### Given text
The other half of the equation for me, for my feelings about it all, is her refusal to face her tormentor. Had she but been willing, she would have had an enormous support from friends and family. Instead, her disease dictated that she deny its existence and place the blame on others, poisoning all of her relationships. Needless to say, my mother and father's relationship was eroded to nothing by this enormous and ongoing strain, and once my sister turned 18, they divorced in an amicable enough fashion, all passion having bled out long before. (I'm not really sure why it still hurt at the time for me, even knowing it was inevitable and quite the right thing for everyone involved - perhaps it was the last strand of the family being let go that made it all so permanent.) Friends, too dropped away, unable to handle not knowing what to expect from her and coming to understand that there would be no change in the foreseeable future as she refused all help.
I understand intellectually that the denial is part of the disease. But I am just starting to admit to myself that deep down, I feel angry and hurt that she let everything fall apart, lost everything, broke our close and happy family, rather than deal. It feels like she didn't put our family high enough on her priorities, didn't value it enough to fight for it. I realize that this is unfair, but I am speaking here of what pushes up from below, not of what I think on a rational level. I hate that she didn't have the strength to do what was needed to keep us together, and that she has lost so much for it. I feel for her that loss of her world as much as the loss of herself - it must be scary and devastating for her, too, to have had so much taken from her.
And this is why, when I read some other blogger moms talking about how they are struggling to keep their heads above water, that they suspect depression, that they worry that it is affecting their family, but they are hampered by the stigma associated with being "crazy" and seeking meds or therapy for it - I throw my full support behind them and tell them that seeking any help they might need is the bravest thing they can do. I know it's hard and scary to admit to having a problem, especially a "mental" problem, and especially in our society. I know they face a tough road in many cases - it's not like it's just antibiotics and it goes away. I know that they may have hard work ahead to get their relationships back on track and repair the damage done so far. But I also know how much there is to lose, so I tell them - tell all of you - it's worth it. I believe this passionately: It doesn't make you a weak person to admit you have a problem - it makes you a strong one to face up to it.

### Supplied data

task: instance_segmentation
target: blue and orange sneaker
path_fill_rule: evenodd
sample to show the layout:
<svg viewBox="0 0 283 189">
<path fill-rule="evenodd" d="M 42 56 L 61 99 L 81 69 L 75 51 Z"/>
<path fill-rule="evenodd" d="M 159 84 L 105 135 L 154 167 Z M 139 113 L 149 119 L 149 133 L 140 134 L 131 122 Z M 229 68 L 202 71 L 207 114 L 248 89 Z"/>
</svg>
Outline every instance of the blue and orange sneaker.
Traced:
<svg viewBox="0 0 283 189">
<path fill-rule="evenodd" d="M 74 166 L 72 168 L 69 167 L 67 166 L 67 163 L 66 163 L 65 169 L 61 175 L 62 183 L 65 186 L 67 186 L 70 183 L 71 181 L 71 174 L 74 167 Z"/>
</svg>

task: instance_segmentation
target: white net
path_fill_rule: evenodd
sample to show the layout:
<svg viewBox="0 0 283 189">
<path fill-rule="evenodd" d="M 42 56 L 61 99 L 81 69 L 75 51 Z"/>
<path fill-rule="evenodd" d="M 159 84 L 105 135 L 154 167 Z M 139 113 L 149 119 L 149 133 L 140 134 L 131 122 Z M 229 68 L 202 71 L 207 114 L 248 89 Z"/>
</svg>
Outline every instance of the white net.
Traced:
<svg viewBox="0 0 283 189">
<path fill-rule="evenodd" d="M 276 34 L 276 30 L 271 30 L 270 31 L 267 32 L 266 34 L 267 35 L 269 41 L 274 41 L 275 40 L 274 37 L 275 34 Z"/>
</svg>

...

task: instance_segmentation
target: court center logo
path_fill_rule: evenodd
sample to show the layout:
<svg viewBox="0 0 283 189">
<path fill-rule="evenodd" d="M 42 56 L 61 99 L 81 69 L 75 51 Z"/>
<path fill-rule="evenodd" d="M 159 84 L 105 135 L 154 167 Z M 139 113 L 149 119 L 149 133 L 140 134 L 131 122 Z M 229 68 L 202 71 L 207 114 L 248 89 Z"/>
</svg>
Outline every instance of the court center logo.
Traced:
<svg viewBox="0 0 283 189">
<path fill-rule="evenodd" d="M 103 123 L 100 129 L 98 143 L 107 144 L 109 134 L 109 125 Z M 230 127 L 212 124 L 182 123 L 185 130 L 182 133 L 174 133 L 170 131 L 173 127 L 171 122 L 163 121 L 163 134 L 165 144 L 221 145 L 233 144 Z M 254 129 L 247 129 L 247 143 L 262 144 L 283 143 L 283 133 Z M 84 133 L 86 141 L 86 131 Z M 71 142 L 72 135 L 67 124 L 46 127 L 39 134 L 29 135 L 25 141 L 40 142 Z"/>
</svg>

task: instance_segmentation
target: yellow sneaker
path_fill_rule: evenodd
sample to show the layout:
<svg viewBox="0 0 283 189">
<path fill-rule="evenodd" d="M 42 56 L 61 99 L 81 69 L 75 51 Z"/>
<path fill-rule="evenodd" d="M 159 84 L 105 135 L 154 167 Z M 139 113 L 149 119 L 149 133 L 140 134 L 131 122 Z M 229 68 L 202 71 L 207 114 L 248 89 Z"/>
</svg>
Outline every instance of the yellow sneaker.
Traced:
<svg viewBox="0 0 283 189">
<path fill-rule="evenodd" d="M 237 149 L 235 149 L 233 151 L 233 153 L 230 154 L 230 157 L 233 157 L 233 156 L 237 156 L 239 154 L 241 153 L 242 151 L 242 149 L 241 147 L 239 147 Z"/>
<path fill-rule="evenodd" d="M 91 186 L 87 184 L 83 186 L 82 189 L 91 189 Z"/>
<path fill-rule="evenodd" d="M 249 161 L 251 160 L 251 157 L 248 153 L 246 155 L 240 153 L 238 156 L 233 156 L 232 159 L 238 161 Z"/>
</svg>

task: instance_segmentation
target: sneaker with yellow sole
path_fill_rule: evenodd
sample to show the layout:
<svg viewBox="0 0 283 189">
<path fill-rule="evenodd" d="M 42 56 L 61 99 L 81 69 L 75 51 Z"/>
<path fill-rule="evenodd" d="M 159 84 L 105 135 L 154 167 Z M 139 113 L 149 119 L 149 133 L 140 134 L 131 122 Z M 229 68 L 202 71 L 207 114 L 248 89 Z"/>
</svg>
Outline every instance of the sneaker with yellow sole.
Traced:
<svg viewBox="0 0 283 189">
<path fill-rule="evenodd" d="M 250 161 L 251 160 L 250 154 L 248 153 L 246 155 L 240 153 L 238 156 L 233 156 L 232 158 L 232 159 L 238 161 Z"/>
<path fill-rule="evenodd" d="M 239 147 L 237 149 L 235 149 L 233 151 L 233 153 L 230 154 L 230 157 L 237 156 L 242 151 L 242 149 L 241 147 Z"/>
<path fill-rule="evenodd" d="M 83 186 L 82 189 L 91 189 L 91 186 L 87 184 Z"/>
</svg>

--

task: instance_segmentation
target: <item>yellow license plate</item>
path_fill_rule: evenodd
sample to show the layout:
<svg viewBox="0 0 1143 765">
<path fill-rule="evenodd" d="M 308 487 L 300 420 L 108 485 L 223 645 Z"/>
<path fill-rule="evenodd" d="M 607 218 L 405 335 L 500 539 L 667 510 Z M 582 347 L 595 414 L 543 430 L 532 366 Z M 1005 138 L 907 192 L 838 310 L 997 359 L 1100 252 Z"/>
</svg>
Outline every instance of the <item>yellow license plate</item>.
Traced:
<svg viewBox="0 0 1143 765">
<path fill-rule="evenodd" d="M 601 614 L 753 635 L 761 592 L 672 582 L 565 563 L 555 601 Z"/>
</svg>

### Apply what you read
[1] Echo the part of the given text starting at "I understand intellectually" and ending at "taken from her.".
[2] Answer these questions from the given text.
(a) How old was the sister when the parents divorced?
(b) What does the writer understand intellectually about the denial?
(c) What does the writer tell the struggling blogger moms that seeking any help they might need is?

### Task-by-task answers
[1]
I understand intellectually that the denial is part of the disease. But I am just starting to admit to myself that deep down, I feel angry and hurt that she let everything fall apart, lost everything, broke our close and happy family, rather than deal. It feels like she didn't put our family high enough on her priorities, didn't value it enough to fight for it. I realize that this is unfair, but I am speaking here of what pushes up from below, not of what I think on a rational level. I hate that she didn't have the strength to do what was needed to keep us together, and that she has lost so much for it. I feel for her that loss of her world as much as the loss of herself - it must be scary and devastating for her, too, to have had so much taken from her.

[2]
(a) She was 18.
(b) The writer understands that the denial is part of the disease.
(c) The writer tells them it is the bravest thing they can do.